### Exercise text
####

MicF represses ObgE and SeqA expression. Western blot analysis of SeqA-3xFLAG (A,B) or ObgE-3xFLAG (C) protein expressed in E. coli BW25113 ΔmicF transformed with either a MicF overexpression plasmid (pMicF) or control (pControl) on a medium-copy vector (p15A) or high-copy vector (ColE1), as indicated. (D) Protein bands from (A–C) were analyzed via Image J and normalized to total protein in each lane determined from the Ponceau S stain. Bars show mean values and error bars represent the standard deviations of the three replicates. A two-tailed t-test was used to compare pControl and pMicF conditions. The significance is marked by asterisks above the pMicF bars indicating p < 0.01 (**) or p < 0.001 (***).

Figure 3

MicF’s regulation of obgE and seqA is dependent on the chaperone protein Hfq. Cell-free protein expression reactions were run with obgE::sfgfp or seqA::sfgfp plasmids with or without plasmids expressing MicF and Hfq. Shaded regions represent the standard deviations from three independent reactions calculated at each time point.

Figure 4

Compensatory mutations confirm MicF binding to obgE and seqA. (A) The sequence for the 5′ end of MicF, indicating the C to G mutations made for MicF-M1 (at C6) and MicF-M2 (at C15). (B) Bars show mean values of fluorescence/optical density (FL/OD₆₀₀) from cells with obgE::sfGFP, seqA::sfGFP, or their mutants in the presence of a control plasmid (pControl) or one that overexpresses a MicF variant. Plasmids were transformed into E. coli BW25113. Error bars represent the standard deviations of six biological replicates, shown as open circles.

Figure 5

Identifying the base pair regions required for MicF’s regulation of obgE and seqA. (A) The sequence for the 5′ end of MicF and its seed pairing region (in magenta). Lines indicate the nucleotides predicted to interact with the mRNAs of obgE and seqA. A more detailed representation of the predicted interactions between obgE and seqA is displayed in Figure S5. (B) Schematics of the MicF variants. The magenta box represents MicF’s 13-nucleotide seed region. SS is the SgrS scaffold used for the testing of truncated MicF segments. (C) Bars show mean values of fluorescence/optical density (FL/OD₆₀₀) from cells with obgE::sfGFP or seqA::sfGFP plasmids in the presence of a control plasmid (pControl) or one that overexpresses a MicF variant. Plasmids were transformed into E. coli BW25113. Error bars represent the standard deviations of six biological replicates, shown as open circles.

####

[Stored records]
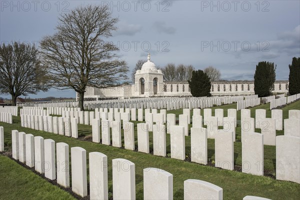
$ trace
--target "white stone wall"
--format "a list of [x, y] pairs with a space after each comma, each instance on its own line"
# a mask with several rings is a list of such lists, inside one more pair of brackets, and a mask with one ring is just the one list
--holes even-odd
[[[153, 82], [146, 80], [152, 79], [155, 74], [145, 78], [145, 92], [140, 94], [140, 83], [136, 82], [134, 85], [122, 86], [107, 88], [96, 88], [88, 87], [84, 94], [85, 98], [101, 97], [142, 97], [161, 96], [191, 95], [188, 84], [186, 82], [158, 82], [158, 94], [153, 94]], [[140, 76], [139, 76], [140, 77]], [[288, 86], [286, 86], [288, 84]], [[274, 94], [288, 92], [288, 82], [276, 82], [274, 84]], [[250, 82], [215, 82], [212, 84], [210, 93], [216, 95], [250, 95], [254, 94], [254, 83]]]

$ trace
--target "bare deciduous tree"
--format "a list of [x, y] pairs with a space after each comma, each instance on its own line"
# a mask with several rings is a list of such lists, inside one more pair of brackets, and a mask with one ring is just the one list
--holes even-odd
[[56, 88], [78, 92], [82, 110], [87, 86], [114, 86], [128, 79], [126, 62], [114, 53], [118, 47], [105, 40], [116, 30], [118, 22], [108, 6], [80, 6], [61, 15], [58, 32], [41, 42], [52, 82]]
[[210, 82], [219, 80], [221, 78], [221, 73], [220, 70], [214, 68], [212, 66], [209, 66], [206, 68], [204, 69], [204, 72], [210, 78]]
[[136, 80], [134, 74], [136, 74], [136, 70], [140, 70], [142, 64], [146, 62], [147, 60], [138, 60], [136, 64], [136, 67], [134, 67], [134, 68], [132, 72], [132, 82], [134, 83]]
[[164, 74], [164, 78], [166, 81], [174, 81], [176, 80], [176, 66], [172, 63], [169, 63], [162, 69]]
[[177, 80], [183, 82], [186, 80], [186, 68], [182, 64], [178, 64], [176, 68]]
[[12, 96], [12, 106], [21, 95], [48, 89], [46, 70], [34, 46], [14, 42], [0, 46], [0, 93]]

####

### Required action
Pick up the figure captions on MicF's regulation of obgE and seqA and continue them from their last sentence. You won't need the rows for this.

### Answer to the problem
Figure 6

Contribution of the RNA degradosome in regulation by MicF. Bars show mean values of fluorescence/optical density (FL/OD₆₀₀) from cells with obgE::sfGFP, seqA::sfGFP, or ompF::sfGFP plasmids in the presence of a control plasmid (pControl) or one that overexpresses MicF (pMicF). Plasmids were transformed into strains of E. coli BW25113 mutated to remove either the C-terminal half of RNase E (rne-131), PNPase (Δpnp), or RhlB (Δrhlb). Error bars represent the standard deviations of six biological replicates, shown as open circles. A two-tailed t-test was performed between the pControl and pMicF conditions. Significance is marked by asterisks above the pMicF bar, indicating p < 0.001 (***).

Figure 7

Effect of chromosomally expressed MicF on mRNA::sfGFP fusions. (A). E. coli BW25113 wild type (WT) or ΔmicF was transformed with obgE::sfGFP or seqA::sfGFP plasmids and grown in LB or M9. (B) E. coli BW25113 wild type (WT) or ΔmicF was transformed with obgE::sfGFP or seqA::sfGFP plasmids and grown in M9 with or without H₂O₂. Bars show the mean values of fluorescence/optical density (FL/OD₆₀₀) and error bars represent the standard deviations of six biological replicates shown as open circles. A two-tailed t-test was performed between adjacent conditions in each graph. Significance is marked by asterisks above the light gray bar in the comparison indicating p < 0.01 (**) or p < 0.001 (***).

Figure 8

Proposed model for regulation of ObgE and SeqA by MicF. (A). Under oxidative stress MicF prevents translation of ObgE. (B). Under nutrient-rich conditions MicF prevents translation of SeqA.